[Records drawn from a dataset]
☆ ☆ ☆ ☆ ☆

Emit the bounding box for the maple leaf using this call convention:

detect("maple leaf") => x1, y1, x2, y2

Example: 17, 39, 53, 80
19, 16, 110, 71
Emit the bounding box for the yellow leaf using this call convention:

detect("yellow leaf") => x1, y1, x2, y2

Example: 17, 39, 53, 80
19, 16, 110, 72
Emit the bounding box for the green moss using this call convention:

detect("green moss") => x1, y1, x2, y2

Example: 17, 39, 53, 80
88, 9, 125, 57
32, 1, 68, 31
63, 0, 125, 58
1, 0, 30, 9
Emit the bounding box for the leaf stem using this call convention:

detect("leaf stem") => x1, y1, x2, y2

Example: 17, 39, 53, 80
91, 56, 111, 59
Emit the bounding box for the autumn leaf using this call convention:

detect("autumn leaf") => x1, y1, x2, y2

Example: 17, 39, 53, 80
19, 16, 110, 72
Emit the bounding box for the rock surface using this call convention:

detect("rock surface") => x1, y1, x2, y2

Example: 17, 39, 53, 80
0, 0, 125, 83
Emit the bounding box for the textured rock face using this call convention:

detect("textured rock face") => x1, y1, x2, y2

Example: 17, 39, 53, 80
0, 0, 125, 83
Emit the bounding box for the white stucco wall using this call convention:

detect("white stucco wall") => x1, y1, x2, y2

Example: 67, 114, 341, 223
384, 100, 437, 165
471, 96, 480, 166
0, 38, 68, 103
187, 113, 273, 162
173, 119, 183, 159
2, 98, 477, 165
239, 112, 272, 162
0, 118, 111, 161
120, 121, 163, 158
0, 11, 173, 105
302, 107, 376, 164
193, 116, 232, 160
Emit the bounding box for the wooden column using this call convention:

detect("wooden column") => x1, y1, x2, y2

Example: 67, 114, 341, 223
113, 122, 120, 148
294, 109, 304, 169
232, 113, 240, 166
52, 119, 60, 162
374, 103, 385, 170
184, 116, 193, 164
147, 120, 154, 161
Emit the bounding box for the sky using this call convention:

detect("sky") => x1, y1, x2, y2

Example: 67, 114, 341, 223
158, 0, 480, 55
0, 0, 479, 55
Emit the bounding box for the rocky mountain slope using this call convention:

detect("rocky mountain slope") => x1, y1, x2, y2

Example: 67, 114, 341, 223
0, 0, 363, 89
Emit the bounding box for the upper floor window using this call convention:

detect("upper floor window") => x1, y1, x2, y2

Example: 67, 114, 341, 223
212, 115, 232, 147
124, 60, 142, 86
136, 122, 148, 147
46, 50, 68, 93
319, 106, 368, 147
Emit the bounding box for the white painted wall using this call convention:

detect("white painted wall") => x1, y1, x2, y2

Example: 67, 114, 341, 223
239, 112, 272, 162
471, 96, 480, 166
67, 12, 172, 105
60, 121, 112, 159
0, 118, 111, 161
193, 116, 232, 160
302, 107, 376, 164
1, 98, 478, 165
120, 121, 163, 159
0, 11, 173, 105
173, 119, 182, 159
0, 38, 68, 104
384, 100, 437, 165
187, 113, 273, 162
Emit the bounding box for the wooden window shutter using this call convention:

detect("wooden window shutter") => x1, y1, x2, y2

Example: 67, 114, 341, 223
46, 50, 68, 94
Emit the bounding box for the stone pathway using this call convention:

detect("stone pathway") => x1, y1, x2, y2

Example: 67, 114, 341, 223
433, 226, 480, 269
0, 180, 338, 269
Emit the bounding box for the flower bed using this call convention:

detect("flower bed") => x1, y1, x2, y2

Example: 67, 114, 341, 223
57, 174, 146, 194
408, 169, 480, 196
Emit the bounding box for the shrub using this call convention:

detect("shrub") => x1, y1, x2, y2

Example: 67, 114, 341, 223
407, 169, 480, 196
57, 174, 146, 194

☆ ☆ ☆ ☆ ☆

Word for word, give back all the lines above.

Emit the bounding box for the maple leaf using this call convention:

detect("maple leaf") => x1, y1, x2, y2

Example: 17, 39, 53, 80
19, 16, 110, 71
Emit the bounding box for the yellow leaf using this call convention:

detect("yellow leaf") => x1, y1, x2, y2

Example: 17, 39, 53, 80
19, 16, 110, 72
Emit the bounding box for the green moss using this call convention:

detect("green moss") => x1, y1, x2, y2

Example: 17, 39, 53, 80
88, 9, 125, 57
32, 1, 68, 31
63, 0, 125, 58
1, 0, 30, 9
Emit the bounding box for the leaf stem using this call convention:

detect("leaf stem") => x1, y1, x2, y2

Example: 17, 39, 53, 80
91, 56, 111, 59
Emit the bounding box for the autumn leaf using this call convention:

detect("autumn leaf") => x1, y1, x2, y2

Example: 17, 39, 53, 80
19, 16, 110, 72
Emit the bounding box for the rock surface using this call convention:

detect("rock surface") => x1, y1, x2, y2

Example: 17, 39, 53, 80
0, 0, 125, 83
Emit the bounding box for the textured rock face using this call convention:

detect("textured rock face") => x1, y1, x2, y2

Example: 17, 39, 53, 80
0, 0, 125, 83
Emit the bounding box for the white stucco wall using this call convention:

detect("white stucco wall") => x1, y1, x2, y2

Example: 67, 114, 341, 223
384, 100, 437, 165
471, 96, 480, 166
0, 38, 68, 103
187, 113, 273, 162
173, 119, 183, 159
2, 98, 477, 165
239, 112, 272, 162
0, 118, 111, 161
120, 121, 163, 158
0, 11, 173, 105
302, 107, 376, 164
193, 116, 232, 160
Emit the bounding box for the wooden column using this call convention:

detect("wooden column") => x1, y1, x2, y2

Example: 67, 114, 341, 223
113, 122, 120, 148
294, 109, 304, 169
232, 113, 240, 166
52, 119, 60, 162
374, 103, 385, 170
184, 116, 193, 164
147, 120, 154, 161
Emit the bounding box for the sky using this call convention:

detect("sky") => x1, y1, x2, y2

Example: 67, 114, 341, 223
158, 0, 480, 55
0, 0, 479, 55
Emit the bounding box for the rocky mountain slope using this call convention:

detect("rocky mountain slope") => x1, y1, x2, y2

Example: 67, 114, 341, 223
0, 0, 363, 89
Emit the bounding box for the upper floor window using this call convention:

detect("upper floor window") => x1, y1, x2, y2

Example: 67, 114, 341, 223
212, 115, 232, 147
124, 60, 142, 86
136, 122, 148, 147
46, 50, 68, 93
319, 106, 368, 147
Emit the bounding box for the white painted wall using this call convention:

detect("white painted wall") => x1, y1, x2, y2

Example: 67, 114, 341, 223
239, 112, 272, 162
471, 96, 480, 166
67, 12, 172, 105
60, 121, 112, 159
0, 118, 111, 161
193, 116, 232, 160
302, 107, 376, 164
1, 98, 478, 165
120, 121, 163, 159
0, 11, 173, 105
173, 119, 182, 159
0, 38, 68, 104
384, 100, 437, 165
187, 113, 273, 162
Emit the bounding box for the wooden window shutter using this call convention:

detect("wooden window shutter") => x1, y1, x2, y2

Example: 67, 114, 341, 223
46, 50, 68, 94
Emit the bounding box for the stone pathway using this call convention:

detect("stone pathway") => x1, y1, x2, y2

Example: 67, 114, 341, 223
433, 226, 480, 269
0, 180, 338, 269
Emit the bounding box for the flower bed using this call convention:

detect("flower bed") => x1, y1, x2, y2

Example: 67, 114, 341, 223
57, 174, 146, 194
408, 169, 480, 196
Emit the bounding box for the shrub using this call convention:

detect("shrub") => x1, y1, x2, y2

Example: 67, 114, 341, 223
407, 169, 480, 196
57, 174, 146, 194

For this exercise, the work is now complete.